PROBLEM REQUIREMENTS:
In the opinion piece on money in elections, how much had George Bush Jr. spent on his campaign six months before the election?

PAGE EXTRACT:
— Begin —
The Daily Star on line

March 13, 2000

Opinion
If money talks at election time, let individual voters’ voices be heard 

by Chibli Mallat

One of the most positive aspects of the presidential campaign in the United States is the revival of the debate on the issue of money’s distortion of the political process generally, and of the electoral process in particular.
Unprecedented heights of private disbursements by and for presidential candidates have been reached. George Bush Jr., six months before the election, has already spent more than $60 million on his campaign, which is twice as much as any presidential candidate has spent previously on an entire campaign.
It took the common sense of John McCain to put the question of money back squarely on the agenda. McCain’s record in the Senate with his colleague Russ Feingold is important, even if McCain himself, as one of the notorious “Keating five” who received favors from shady financiers just before their scheme went bust, cannot exhibit the purest record on the issue.
— End —
SUPPLIED RECORDS:
— Begin —
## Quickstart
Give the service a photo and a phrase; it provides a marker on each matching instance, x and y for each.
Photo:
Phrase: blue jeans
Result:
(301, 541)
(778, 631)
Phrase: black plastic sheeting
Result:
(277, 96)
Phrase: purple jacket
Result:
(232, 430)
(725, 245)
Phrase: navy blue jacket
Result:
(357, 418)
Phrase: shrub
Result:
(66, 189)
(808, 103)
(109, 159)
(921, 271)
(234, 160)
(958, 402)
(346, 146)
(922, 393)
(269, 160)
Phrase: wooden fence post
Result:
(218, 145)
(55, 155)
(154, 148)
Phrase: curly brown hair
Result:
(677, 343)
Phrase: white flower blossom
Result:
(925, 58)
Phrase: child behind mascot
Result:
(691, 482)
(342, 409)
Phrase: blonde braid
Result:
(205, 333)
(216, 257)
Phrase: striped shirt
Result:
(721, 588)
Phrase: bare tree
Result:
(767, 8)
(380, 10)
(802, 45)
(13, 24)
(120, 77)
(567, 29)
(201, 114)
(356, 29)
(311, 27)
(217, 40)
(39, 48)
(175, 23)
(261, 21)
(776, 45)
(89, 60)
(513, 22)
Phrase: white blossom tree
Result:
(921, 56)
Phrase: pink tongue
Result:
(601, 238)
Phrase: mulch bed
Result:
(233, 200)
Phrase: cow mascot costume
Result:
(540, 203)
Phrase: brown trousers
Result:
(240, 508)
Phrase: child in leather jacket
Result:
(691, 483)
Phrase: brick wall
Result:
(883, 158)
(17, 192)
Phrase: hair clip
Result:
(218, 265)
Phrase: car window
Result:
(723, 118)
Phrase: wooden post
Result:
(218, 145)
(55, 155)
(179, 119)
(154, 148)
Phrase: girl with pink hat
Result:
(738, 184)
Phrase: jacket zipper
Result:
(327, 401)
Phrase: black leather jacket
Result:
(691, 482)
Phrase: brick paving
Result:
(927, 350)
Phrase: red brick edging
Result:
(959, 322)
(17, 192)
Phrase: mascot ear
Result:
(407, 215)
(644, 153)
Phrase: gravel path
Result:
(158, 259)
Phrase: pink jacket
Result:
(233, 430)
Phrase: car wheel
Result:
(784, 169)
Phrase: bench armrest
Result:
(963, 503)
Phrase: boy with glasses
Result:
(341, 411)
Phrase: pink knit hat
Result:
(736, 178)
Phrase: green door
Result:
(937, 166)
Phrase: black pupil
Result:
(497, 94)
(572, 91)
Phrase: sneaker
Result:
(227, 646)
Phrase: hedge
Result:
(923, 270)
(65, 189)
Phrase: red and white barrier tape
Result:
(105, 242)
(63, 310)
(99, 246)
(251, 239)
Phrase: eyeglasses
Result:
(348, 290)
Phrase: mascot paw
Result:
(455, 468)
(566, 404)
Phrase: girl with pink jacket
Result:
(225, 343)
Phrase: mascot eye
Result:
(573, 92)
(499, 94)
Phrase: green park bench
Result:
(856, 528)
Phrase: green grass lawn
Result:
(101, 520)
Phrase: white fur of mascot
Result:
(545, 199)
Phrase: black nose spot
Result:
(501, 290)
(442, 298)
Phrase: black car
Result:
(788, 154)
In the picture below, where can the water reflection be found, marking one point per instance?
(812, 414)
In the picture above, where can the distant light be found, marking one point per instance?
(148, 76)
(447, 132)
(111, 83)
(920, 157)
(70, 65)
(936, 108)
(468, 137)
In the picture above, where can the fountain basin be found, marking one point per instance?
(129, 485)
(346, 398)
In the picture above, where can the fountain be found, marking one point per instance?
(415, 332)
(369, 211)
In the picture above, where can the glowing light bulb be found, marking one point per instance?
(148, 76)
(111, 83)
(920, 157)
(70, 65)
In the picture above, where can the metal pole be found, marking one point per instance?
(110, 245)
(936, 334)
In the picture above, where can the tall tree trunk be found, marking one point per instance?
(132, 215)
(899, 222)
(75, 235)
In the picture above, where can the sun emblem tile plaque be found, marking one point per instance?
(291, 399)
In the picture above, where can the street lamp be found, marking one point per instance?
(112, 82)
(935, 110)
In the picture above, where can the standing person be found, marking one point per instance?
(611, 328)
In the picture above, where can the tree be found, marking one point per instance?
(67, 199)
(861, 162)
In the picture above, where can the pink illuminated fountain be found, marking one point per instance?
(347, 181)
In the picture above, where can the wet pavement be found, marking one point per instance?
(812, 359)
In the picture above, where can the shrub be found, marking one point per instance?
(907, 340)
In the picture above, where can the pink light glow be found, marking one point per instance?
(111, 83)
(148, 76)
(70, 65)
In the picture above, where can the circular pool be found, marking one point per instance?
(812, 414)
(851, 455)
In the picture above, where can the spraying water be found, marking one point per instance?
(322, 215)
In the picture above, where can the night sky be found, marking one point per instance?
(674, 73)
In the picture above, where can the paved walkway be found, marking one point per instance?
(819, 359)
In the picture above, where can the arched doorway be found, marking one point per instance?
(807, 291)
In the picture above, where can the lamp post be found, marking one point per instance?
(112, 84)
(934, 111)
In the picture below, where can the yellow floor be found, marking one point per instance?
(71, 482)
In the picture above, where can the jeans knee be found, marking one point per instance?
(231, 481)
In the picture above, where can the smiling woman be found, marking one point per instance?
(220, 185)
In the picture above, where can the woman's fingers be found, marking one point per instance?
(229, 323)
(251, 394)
— End —
RESPONSE FOR THIS EXERCISE:
More than $60 million.